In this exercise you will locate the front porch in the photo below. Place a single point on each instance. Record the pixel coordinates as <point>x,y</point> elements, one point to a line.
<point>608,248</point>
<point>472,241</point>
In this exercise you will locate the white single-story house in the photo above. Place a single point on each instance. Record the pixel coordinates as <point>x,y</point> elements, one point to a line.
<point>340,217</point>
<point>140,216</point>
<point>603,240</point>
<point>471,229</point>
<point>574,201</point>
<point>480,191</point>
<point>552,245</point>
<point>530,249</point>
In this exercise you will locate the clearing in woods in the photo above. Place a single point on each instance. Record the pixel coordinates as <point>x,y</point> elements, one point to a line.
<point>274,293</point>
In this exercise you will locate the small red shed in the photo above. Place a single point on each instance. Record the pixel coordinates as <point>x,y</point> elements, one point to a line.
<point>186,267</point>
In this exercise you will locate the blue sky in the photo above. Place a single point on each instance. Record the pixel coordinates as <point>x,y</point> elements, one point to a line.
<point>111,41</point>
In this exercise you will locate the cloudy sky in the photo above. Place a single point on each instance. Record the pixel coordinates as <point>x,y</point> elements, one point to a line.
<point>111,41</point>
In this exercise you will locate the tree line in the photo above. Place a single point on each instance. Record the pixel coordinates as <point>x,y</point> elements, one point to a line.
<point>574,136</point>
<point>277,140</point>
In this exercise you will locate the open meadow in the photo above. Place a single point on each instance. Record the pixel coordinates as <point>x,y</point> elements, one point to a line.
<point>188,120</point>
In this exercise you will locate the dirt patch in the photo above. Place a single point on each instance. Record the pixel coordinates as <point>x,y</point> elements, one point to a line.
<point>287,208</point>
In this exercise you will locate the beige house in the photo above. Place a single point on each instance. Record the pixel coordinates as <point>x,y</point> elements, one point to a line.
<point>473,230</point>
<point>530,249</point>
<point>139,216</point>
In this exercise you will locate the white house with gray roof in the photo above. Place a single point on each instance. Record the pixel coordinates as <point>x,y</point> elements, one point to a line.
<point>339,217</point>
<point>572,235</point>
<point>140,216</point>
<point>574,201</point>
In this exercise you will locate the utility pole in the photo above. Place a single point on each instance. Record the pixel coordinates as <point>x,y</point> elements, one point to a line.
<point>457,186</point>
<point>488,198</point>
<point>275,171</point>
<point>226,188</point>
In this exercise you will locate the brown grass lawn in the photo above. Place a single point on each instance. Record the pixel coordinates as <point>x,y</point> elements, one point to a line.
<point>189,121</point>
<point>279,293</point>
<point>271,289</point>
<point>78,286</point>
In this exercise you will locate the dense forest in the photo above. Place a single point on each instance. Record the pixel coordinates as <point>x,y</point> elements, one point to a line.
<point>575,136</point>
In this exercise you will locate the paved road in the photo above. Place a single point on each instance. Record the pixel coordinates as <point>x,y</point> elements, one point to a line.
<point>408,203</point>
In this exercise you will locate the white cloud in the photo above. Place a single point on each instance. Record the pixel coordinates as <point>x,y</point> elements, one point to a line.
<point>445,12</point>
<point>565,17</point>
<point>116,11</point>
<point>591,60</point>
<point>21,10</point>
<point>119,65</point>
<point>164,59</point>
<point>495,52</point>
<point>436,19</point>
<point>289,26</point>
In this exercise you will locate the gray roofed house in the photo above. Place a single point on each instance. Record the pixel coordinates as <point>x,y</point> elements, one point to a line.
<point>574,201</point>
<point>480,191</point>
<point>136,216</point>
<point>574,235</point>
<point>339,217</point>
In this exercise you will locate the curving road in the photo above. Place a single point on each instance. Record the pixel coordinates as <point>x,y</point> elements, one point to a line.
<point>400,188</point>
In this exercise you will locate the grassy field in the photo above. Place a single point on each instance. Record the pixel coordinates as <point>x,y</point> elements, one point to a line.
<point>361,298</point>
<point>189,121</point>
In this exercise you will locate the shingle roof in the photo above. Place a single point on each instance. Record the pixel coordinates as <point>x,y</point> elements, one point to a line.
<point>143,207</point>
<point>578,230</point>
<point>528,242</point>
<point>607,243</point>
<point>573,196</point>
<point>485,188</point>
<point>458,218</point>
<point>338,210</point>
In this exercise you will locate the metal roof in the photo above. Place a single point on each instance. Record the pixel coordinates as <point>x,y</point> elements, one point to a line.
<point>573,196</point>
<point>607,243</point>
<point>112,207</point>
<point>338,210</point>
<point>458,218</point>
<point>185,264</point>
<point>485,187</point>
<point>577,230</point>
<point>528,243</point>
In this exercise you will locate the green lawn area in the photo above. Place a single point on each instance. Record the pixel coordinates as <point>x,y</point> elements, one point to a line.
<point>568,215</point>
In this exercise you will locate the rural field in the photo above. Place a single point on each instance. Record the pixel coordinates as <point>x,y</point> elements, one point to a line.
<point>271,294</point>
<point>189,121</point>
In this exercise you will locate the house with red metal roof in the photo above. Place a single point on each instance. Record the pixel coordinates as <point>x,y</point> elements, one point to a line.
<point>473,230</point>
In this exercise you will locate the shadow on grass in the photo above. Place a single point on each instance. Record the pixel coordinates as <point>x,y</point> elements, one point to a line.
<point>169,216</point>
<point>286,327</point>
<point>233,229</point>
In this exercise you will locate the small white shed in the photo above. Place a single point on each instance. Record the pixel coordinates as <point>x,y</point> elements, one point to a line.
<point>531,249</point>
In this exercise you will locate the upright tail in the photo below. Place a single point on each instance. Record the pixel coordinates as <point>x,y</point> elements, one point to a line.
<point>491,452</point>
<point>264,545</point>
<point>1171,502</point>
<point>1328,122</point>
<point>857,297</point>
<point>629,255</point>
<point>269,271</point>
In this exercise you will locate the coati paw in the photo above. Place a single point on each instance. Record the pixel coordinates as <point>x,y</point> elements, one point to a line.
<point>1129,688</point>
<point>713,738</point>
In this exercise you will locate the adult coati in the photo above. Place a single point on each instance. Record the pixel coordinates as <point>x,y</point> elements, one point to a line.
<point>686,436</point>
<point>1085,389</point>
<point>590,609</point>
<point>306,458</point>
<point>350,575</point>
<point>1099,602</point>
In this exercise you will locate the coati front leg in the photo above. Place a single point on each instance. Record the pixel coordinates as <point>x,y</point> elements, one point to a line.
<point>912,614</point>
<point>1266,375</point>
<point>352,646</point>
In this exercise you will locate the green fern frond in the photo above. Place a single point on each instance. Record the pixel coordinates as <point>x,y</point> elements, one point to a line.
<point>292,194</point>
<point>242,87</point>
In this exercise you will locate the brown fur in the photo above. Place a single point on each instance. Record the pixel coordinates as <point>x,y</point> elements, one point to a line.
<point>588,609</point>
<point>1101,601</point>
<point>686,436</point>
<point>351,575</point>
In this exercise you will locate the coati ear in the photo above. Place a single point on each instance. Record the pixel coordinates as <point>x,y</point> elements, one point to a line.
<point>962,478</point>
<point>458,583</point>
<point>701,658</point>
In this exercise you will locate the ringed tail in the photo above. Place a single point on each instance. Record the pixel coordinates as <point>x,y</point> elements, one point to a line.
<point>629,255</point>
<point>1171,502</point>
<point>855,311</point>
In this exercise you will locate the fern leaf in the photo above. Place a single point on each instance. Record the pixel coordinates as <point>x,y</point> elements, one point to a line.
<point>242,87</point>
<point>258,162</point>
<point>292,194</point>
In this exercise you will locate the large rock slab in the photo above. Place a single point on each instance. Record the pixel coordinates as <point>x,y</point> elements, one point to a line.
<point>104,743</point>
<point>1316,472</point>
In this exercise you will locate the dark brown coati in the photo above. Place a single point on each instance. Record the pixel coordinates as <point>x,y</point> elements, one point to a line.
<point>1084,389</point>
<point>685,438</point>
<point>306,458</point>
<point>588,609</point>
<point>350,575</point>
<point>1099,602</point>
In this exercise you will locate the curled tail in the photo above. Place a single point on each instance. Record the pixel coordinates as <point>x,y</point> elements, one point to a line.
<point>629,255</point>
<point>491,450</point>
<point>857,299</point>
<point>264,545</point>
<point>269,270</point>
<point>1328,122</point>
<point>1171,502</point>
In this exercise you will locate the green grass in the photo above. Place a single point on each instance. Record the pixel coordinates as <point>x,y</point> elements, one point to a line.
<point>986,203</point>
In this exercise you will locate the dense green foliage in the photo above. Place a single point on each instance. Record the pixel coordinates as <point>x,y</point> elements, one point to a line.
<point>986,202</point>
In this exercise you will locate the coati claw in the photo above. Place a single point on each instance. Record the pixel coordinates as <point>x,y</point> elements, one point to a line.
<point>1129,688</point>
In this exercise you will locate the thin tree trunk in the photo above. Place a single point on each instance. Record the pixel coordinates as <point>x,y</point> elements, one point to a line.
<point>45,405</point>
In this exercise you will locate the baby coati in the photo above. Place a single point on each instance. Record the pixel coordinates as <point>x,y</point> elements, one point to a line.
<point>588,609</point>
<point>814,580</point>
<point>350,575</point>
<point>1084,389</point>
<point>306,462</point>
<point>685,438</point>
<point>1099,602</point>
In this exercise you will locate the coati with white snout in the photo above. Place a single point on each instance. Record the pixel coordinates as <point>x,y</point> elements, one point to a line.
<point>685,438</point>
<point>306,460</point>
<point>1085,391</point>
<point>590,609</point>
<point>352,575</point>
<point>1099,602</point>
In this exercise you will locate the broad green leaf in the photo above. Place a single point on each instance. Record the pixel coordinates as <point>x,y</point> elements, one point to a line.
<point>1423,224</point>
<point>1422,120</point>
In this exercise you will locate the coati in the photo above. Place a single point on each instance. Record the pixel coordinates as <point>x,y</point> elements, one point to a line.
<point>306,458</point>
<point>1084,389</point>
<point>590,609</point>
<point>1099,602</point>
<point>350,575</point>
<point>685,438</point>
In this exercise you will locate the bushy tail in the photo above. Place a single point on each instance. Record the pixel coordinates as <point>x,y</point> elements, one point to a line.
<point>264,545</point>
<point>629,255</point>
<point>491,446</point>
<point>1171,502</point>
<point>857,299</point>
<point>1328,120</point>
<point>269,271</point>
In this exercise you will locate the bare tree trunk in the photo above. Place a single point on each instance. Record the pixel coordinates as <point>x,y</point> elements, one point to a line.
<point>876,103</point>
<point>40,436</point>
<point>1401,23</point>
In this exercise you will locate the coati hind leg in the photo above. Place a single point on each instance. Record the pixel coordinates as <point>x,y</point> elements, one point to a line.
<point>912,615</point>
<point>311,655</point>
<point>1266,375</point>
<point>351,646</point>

Directions —
Set out the records above as a JSON list of strings, one string per line, from the very first line through the line containing "<point>188,120</point>". Leave out any blank lines.

Problem solution —
[
  "In this exercise you will locate the front porch in the photo below. Place a single point on each instance. Record the pixel coordinates as <point>x,y</point> elements, one point to a line.",
  "<point>608,248</point>",
  "<point>472,241</point>",
  "In this exercise you will locate the white single-story house in the photo above. Place a single point on each instance. Record the pixel coordinates as <point>x,y</point> elements, one point to a line.",
  "<point>340,217</point>",
  "<point>140,216</point>",
  "<point>603,240</point>",
  "<point>471,229</point>",
  "<point>574,201</point>",
  "<point>480,191</point>",
  "<point>552,245</point>",
  "<point>530,249</point>",
  "In this exercise you will locate the clearing in woods in the photo above. Place a single point on each instance. Record the pixel coordinates as <point>x,y</point> elements, one point to a line.",
  "<point>274,293</point>",
  "In this exercise you will locate the small red shed in the photo above. Place a single point on each instance. Record the pixel coordinates as <point>x,y</point> elements, one point to a line.",
  "<point>186,267</point>",
  "In this exercise you will locate the blue sky in the photo above. Place a single point on each instance. Record the pixel coordinates as <point>x,y</point> elements, one point to a line.",
  "<point>111,41</point>",
  "In this exercise you will locate the cloudy sky in the photo above. Place a single point on each instance. Record the pixel coordinates as <point>x,y</point> elements, one point to a line.",
  "<point>111,41</point>",
  "In this exercise you will locate the tree line in the photo above. Place a single point on each instance. Record the pixel coordinates as <point>x,y</point> elements, one point to a line.",
  "<point>574,136</point>",
  "<point>277,140</point>",
  "In this exercise you will locate the open meadow in the photo above. Place a single point on each instance. Record the pixel coordinates as <point>x,y</point> elements, one point to a line.",
  "<point>188,120</point>"
]